= Natural-language object grounding data =
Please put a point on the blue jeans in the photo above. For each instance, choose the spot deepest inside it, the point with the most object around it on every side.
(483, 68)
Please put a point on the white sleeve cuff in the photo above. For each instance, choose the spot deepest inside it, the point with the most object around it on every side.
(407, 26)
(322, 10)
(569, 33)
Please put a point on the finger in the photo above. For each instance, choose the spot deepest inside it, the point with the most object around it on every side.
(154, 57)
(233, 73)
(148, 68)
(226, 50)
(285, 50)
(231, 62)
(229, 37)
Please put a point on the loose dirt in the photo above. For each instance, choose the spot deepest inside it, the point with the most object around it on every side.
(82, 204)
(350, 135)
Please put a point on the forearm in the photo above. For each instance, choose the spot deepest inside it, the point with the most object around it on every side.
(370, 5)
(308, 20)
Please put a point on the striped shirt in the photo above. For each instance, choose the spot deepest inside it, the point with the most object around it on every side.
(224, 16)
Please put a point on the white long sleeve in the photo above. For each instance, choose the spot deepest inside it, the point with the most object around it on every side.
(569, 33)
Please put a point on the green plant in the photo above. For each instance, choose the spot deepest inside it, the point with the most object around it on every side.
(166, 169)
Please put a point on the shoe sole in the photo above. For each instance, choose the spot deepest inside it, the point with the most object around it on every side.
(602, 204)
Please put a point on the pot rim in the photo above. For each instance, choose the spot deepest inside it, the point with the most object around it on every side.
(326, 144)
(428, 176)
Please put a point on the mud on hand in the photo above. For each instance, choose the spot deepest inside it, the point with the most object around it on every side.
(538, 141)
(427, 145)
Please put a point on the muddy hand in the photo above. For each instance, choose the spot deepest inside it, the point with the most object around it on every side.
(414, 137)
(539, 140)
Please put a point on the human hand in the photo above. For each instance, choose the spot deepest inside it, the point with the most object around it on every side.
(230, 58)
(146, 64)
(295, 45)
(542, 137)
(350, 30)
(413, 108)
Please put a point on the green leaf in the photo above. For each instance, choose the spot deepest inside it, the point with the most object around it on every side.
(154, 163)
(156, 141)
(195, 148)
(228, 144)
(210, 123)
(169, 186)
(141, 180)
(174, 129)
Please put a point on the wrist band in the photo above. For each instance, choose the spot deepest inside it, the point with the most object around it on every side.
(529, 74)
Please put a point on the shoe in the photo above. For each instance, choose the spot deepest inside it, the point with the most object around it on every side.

= Activity =
The whole of the data above must be given again, unaltered and complete.

= Written answer =
Please put a point on the blue jeans in the photo above. For each instance, choose the spot deepest inside it, the point with the most object around it on every side.
(483, 68)
Please put a point on the white sleeve cuff in the photo above. For each instance, choose the spot deepest inside it, the point with the most object around it on every side.
(407, 26)
(322, 10)
(569, 33)
Please put a point on the finger in the photo above. For each instance, choose the spot deepest inside it, the point with the most object around it on every side.
(154, 57)
(233, 73)
(148, 68)
(226, 50)
(285, 50)
(231, 62)
(229, 37)
Please put a point on the loose dirt in the photo above. For each instance, choose the spot deepest inside it, the point with the most object around it on every side.
(82, 204)
(350, 135)
Please put a point on the forearm in the photo above. For each instance, choose the spot deepest inside it, the point with the most object around it on every side.
(370, 5)
(308, 20)
Please put a point on the striped shirt in the photo above. For each instance, choose the spot deepest inside it, the point with the most object around it on every side.
(224, 16)
Please put a point on the white long sleeve in the photo above. For each instance, choose the spot deepest inside it, the point with the most object around it on every side.
(569, 33)
Please put a point on the green plant in the photo above. For each instance, choose the spot deepest inside it, the point with the most object around it on every side.
(166, 169)
Please put a point on the shoe sole in the photo above. For each instance, choose the spot deepest inside it, the point with the most object around it on every side.
(602, 204)
Please put a point on the pot rim in the photo above. For each instance, choose the spot deepest inside it, the point with the most object around it on every side.
(326, 144)
(428, 176)
Please put a point on the mud on hand in the photo above. For each instance, choose the spot deepest inside it, the point with the most object around it on every side.
(538, 141)
(427, 145)
Please put a point on the muddy hand in the photo above. For each instance, choose the spot deepest inside it, the point with the most object around it on every side.
(414, 137)
(539, 140)
Please put a point on the human hand in the photo above. For each instance, choose the spot deepest inside it, the point with the most object around it on every side.
(230, 58)
(146, 64)
(295, 45)
(542, 137)
(350, 30)
(413, 108)
Please put a point on the green leaf in the photo above. For each instance, choose the spot deepest inside it, the point with the most object around it on every side.
(154, 163)
(156, 141)
(195, 148)
(228, 144)
(210, 123)
(169, 186)
(141, 180)
(174, 129)
Please put a point on the wrist band in the photo above. For each instance, choose the spot deepest inside it, the point with the most object around it on every side.
(529, 74)
Please put a point on the shoe in the photo above. For each instance, choose the spot deepest inside it, the point with the most object around it on every side.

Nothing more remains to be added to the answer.